BEGIN EXTRACTED RECORDS

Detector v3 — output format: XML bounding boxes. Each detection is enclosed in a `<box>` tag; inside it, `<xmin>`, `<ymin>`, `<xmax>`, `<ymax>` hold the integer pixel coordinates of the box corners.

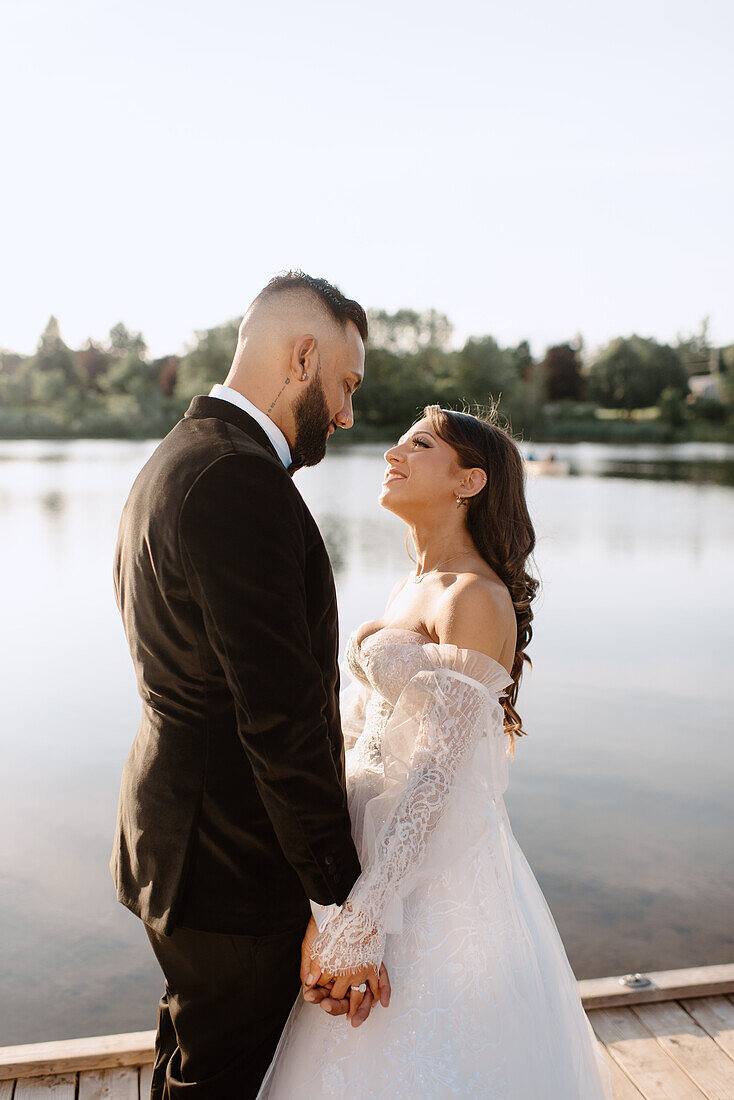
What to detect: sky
<box><xmin>0</xmin><ymin>0</ymin><xmax>734</xmax><ymax>355</ymax></box>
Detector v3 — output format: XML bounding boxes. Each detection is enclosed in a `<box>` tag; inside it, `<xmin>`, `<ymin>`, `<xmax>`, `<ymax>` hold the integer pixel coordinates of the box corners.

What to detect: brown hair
<box><xmin>419</xmin><ymin>402</ymin><xmax>539</xmax><ymax>757</ymax></box>
<box><xmin>252</xmin><ymin>268</ymin><xmax>368</xmax><ymax>341</ymax></box>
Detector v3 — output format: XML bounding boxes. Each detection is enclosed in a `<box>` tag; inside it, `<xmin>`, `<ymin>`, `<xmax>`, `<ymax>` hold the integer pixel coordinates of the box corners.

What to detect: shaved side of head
<box><xmin>224</xmin><ymin>271</ymin><xmax>368</xmax><ymax>466</ymax></box>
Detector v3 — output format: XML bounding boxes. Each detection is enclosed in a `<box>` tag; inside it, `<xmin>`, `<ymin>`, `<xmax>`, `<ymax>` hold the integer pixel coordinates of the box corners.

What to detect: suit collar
<box><xmin>184</xmin><ymin>395</ymin><xmax>296</xmax><ymax>477</ymax></box>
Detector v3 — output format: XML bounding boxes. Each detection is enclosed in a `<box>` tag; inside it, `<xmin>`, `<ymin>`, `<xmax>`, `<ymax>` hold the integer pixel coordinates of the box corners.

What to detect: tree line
<box><xmin>0</xmin><ymin>309</ymin><xmax>734</xmax><ymax>439</ymax></box>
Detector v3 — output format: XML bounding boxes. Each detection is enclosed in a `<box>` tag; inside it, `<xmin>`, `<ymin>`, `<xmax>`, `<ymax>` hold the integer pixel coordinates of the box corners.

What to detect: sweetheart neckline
<box><xmin>353</xmin><ymin>626</ymin><xmax>513</xmax><ymax>682</ymax></box>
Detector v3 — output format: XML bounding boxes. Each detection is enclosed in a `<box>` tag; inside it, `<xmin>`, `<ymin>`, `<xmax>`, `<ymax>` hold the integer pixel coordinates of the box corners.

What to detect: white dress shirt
<box><xmin>209</xmin><ymin>383</ymin><xmax>341</xmax><ymax>932</ymax></box>
<box><xmin>209</xmin><ymin>383</ymin><xmax>293</xmax><ymax>470</ymax></box>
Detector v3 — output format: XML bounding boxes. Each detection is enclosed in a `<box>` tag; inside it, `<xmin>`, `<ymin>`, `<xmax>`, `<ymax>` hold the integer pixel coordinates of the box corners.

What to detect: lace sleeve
<box><xmin>339</xmin><ymin>680</ymin><xmax>370</xmax><ymax>749</ymax></box>
<box><xmin>313</xmin><ymin>669</ymin><xmax>492</xmax><ymax>975</ymax></box>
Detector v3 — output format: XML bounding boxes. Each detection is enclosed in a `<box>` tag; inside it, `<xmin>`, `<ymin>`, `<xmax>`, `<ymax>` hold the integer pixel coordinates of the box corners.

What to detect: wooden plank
<box><xmin>632</xmin><ymin>1001</ymin><xmax>734</xmax><ymax>1100</ymax></box>
<box><xmin>13</xmin><ymin>1074</ymin><xmax>76</xmax><ymax>1100</ymax></box>
<box><xmin>0</xmin><ymin>1032</ymin><xmax>155</xmax><ymax>1080</ymax></box>
<box><xmin>140</xmin><ymin>1066</ymin><xmax>153</xmax><ymax>1100</ymax></box>
<box><xmin>78</xmin><ymin>1066</ymin><xmax>139</xmax><ymax>1100</ymax></box>
<box><xmin>599</xmin><ymin>1043</ymin><xmax>645</xmax><ymax>1100</ymax></box>
<box><xmin>577</xmin><ymin>963</ymin><xmax>734</xmax><ymax>1009</ymax></box>
<box><xmin>680</xmin><ymin>997</ymin><xmax>734</xmax><ymax>1058</ymax></box>
<box><xmin>588</xmin><ymin>1008</ymin><xmax>705</xmax><ymax>1100</ymax></box>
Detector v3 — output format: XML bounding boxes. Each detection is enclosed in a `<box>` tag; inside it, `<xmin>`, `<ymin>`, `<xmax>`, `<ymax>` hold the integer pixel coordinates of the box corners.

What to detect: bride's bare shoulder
<box><xmin>435</xmin><ymin>573</ymin><xmax>517</xmax><ymax>661</ymax></box>
<box><xmin>385</xmin><ymin>573</ymin><xmax>410</xmax><ymax>613</ymax></box>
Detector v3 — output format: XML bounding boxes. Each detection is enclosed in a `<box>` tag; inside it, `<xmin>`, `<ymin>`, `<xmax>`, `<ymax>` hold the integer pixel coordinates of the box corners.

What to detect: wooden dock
<box><xmin>0</xmin><ymin>964</ymin><xmax>734</xmax><ymax>1100</ymax></box>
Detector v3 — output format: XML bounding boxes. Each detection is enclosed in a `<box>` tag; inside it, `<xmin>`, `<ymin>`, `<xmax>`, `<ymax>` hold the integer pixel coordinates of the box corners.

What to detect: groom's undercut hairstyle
<box><xmin>250</xmin><ymin>270</ymin><xmax>368</xmax><ymax>342</ymax></box>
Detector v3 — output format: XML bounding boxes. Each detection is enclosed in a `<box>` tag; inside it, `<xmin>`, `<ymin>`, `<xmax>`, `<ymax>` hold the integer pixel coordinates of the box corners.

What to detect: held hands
<box><xmin>300</xmin><ymin>917</ymin><xmax>391</xmax><ymax>1027</ymax></box>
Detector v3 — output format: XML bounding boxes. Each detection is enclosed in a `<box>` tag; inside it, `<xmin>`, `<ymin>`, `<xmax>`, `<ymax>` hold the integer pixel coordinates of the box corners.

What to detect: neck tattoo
<box><xmin>267</xmin><ymin>378</ymin><xmax>291</xmax><ymax>416</ymax></box>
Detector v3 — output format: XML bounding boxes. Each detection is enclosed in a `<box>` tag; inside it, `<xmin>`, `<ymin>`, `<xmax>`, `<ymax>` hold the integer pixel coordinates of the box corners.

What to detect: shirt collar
<box><xmin>209</xmin><ymin>383</ymin><xmax>293</xmax><ymax>470</ymax></box>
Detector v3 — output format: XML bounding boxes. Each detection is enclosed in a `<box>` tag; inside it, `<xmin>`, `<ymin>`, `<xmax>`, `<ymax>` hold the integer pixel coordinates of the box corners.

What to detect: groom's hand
<box><xmin>304</xmin><ymin>964</ymin><xmax>391</xmax><ymax>1027</ymax></box>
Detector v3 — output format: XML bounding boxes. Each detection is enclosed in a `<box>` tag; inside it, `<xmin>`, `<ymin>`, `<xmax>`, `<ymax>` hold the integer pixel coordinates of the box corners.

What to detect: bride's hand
<box><xmin>306</xmin><ymin>956</ymin><xmax>382</xmax><ymax>1020</ymax></box>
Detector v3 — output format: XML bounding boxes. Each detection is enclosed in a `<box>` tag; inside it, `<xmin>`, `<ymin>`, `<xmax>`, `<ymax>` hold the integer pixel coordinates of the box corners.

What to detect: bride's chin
<box><xmin>377</xmin><ymin>485</ymin><xmax>401</xmax><ymax>516</ymax></box>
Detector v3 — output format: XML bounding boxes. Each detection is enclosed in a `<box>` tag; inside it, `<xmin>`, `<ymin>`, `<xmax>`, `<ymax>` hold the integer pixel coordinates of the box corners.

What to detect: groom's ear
<box><xmin>291</xmin><ymin>332</ymin><xmax>318</xmax><ymax>380</ymax></box>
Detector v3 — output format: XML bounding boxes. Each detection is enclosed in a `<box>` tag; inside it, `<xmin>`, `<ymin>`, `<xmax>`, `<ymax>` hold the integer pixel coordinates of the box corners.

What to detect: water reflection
<box><xmin>0</xmin><ymin>441</ymin><xmax>734</xmax><ymax>1044</ymax></box>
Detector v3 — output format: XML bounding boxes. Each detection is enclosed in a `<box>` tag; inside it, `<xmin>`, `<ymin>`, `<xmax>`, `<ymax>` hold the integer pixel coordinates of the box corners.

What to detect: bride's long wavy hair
<box><xmin>414</xmin><ymin>402</ymin><xmax>540</xmax><ymax>757</ymax></box>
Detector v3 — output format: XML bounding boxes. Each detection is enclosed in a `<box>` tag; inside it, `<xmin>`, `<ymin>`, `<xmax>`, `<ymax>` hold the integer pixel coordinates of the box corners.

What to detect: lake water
<box><xmin>0</xmin><ymin>441</ymin><xmax>734</xmax><ymax>1045</ymax></box>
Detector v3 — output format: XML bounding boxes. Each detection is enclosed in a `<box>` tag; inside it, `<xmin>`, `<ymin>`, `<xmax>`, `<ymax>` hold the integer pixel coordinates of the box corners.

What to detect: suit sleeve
<box><xmin>179</xmin><ymin>454</ymin><xmax>360</xmax><ymax>904</ymax></box>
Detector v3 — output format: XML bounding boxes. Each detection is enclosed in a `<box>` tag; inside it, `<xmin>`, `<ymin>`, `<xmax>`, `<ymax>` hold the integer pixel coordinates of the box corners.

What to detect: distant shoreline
<box><xmin>0</xmin><ymin>419</ymin><xmax>734</xmax><ymax>450</ymax></box>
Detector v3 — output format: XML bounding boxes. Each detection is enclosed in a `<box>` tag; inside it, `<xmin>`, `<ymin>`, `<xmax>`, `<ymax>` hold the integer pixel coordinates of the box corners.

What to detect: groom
<box><xmin>110</xmin><ymin>272</ymin><xmax>386</xmax><ymax>1100</ymax></box>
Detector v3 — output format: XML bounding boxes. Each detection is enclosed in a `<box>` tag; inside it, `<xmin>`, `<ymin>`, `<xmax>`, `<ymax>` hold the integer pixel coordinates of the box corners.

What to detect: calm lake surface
<box><xmin>0</xmin><ymin>441</ymin><xmax>734</xmax><ymax>1045</ymax></box>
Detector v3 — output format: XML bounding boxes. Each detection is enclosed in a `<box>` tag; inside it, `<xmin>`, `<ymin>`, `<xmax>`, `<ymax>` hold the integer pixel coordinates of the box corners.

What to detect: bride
<box><xmin>259</xmin><ymin>405</ymin><xmax>612</xmax><ymax>1100</ymax></box>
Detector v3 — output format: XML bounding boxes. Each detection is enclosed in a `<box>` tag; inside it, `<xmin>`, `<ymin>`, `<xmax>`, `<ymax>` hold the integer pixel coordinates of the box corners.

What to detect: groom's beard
<box><xmin>293</xmin><ymin>367</ymin><xmax>331</xmax><ymax>468</ymax></box>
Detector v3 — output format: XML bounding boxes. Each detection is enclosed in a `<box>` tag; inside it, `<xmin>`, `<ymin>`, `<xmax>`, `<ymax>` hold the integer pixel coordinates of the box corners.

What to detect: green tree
<box><xmin>454</xmin><ymin>337</ymin><xmax>517</xmax><ymax>405</ymax></box>
<box><xmin>34</xmin><ymin>317</ymin><xmax>79</xmax><ymax>387</ymax></box>
<box><xmin>175</xmin><ymin>321</ymin><xmax>239</xmax><ymax>405</ymax></box>
<box><xmin>589</xmin><ymin>336</ymin><xmax>688</xmax><ymax>411</ymax></box>
<box><xmin>368</xmin><ymin>309</ymin><xmax>453</xmax><ymax>354</ymax></box>
<box><xmin>543</xmin><ymin>343</ymin><xmax>583</xmax><ymax>402</ymax></box>
<box><xmin>109</xmin><ymin>321</ymin><xmax>147</xmax><ymax>359</ymax></box>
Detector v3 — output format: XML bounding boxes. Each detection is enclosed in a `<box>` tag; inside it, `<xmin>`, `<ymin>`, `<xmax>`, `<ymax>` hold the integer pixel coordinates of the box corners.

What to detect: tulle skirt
<box><xmin>259</xmin><ymin>796</ymin><xmax>612</xmax><ymax>1100</ymax></box>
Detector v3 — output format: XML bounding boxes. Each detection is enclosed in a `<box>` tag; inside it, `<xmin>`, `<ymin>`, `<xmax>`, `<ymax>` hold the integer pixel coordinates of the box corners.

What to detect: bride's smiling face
<box><xmin>380</xmin><ymin>417</ymin><xmax>469</xmax><ymax>520</ymax></box>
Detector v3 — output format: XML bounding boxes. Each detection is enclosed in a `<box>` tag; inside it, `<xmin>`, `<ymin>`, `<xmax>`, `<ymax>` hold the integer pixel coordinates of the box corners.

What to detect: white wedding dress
<box><xmin>259</xmin><ymin>627</ymin><xmax>612</xmax><ymax>1100</ymax></box>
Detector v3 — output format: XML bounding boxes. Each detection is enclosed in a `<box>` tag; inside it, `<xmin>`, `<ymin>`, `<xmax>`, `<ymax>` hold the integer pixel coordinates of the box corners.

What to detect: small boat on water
<box><xmin>525</xmin><ymin>451</ymin><xmax>571</xmax><ymax>477</ymax></box>
<box><xmin>0</xmin><ymin>963</ymin><xmax>734</xmax><ymax>1100</ymax></box>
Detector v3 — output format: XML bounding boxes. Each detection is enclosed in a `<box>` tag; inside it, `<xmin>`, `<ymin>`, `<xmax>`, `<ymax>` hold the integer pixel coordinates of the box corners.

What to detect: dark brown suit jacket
<box><xmin>110</xmin><ymin>397</ymin><xmax>360</xmax><ymax>935</ymax></box>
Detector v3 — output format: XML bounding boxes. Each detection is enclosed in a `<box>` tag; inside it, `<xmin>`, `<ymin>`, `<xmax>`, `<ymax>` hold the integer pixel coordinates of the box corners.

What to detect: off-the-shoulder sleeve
<box><xmin>339</xmin><ymin>679</ymin><xmax>370</xmax><ymax>749</ymax></box>
<box><xmin>313</xmin><ymin>668</ymin><xmax>497</xmax><ymax>975</ymax></box>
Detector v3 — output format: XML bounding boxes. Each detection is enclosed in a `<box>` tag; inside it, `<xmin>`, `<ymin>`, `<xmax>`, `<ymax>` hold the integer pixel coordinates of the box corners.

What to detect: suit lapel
<box><xmin>184</xmin><ymin>396</ymin><xmax>295</xmax><ymax>477</ymax></box>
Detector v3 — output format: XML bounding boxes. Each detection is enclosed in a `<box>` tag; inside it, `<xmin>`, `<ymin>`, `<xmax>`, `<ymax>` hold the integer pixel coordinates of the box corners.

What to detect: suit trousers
<box><xmin>145</xmin><ymin>920</ymin><xmax>308</xmax><ymax>1100</ymax></box>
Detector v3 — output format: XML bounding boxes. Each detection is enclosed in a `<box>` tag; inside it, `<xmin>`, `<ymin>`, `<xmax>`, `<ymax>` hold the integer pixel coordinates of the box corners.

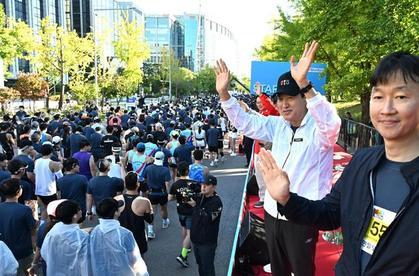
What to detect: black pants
<box><xmin>193</xmin><ymin>243</ymin><xmax>217</xmax><ymax>276</ymax></box>
<box><xmin>265</xmin><ymin>211</ymin><xmax>319</xmax><ymax>276</ymax></box>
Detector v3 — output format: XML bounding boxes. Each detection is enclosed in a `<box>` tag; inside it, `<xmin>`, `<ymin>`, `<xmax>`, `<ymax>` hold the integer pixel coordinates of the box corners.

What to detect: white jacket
<box><xmin>90</xmin><ymin>219</ymin><xmax>148</xmax><ymax>276</ymax></box>
<box><xmin>221</xmin><ymin>94</ymin><xmax>341</xmax><ymax>219</ymax></box>
<box><xmin>41</xmin><ymin>222</ymin><xmax>89</xmax><ymax>276</ymax></box>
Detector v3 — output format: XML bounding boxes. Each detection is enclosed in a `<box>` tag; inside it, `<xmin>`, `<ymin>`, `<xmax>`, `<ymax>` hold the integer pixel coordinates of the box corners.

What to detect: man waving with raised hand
<box><xmin>215</xmin><ymin>41</ymin><xmax>341</xmax><ymax>276</ymax></box>
<box><xmin>258</xmin><ymin>52</ymin><xmax>419</xmax><ymax>276</ymax></box>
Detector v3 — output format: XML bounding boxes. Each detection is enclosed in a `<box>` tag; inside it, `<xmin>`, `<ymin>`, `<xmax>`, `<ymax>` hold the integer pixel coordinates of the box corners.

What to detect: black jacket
<box><xmin>278</xmin><ymin>146</ymin><xmax>419</xmax><ymax>276</ymax></box>
<box><xmin>191</xmin><ymin>194</ymin><xmax>223</xmax><ymax>244</ymax></box>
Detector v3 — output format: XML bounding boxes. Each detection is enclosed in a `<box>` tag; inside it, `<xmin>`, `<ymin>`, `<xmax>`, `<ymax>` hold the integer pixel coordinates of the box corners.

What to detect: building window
<box><xmin>15</xmin><ymin>0</ymin><xmax>27</xmax><ymax>22</ymax></box>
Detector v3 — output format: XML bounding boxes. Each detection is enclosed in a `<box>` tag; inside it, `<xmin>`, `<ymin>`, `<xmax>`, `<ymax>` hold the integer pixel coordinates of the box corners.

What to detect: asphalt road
<box><xmin>144</xmin><ymin>156</ymin><xmax>247</xmax><ymax>276</ymax></box>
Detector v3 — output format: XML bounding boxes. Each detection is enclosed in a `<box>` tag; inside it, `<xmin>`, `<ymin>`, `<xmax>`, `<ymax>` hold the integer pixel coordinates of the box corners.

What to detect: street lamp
<box><xmin>93</xmin><ymin>7</ymin><xmax>136</xmax><ymax>106</ymax></box>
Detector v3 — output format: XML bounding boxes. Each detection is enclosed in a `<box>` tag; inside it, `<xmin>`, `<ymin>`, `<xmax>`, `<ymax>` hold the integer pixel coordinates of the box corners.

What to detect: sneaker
<box><xmin>263</xmin><ymin>264</ymin><xmax>272</xmax><ymax>273</ymax></box>
<box><xmin>176</xmin><ymin>255</ymin><xmax>189</xmax><ymax>267</ymax></box>
<box><xmin>147</xmin><ymin>229</ymin><xmax>156</xmax><ymax>240</ymax></box>
<box><xmin>253</xmin><ymin>201</ymin><xmax>263</xmax><ymax>209</ymax></box>
<box><xmin>162</xmin><ymin>219</ymin><xmax>170</xmax><ymax>229</ymax></box>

END EXTRACTED RECORDS

EXERCISE PROMPT:
How many lines in the data above contain the word "bride"? Give only the number.

RESPONSE TO THIS EXERCISE:
6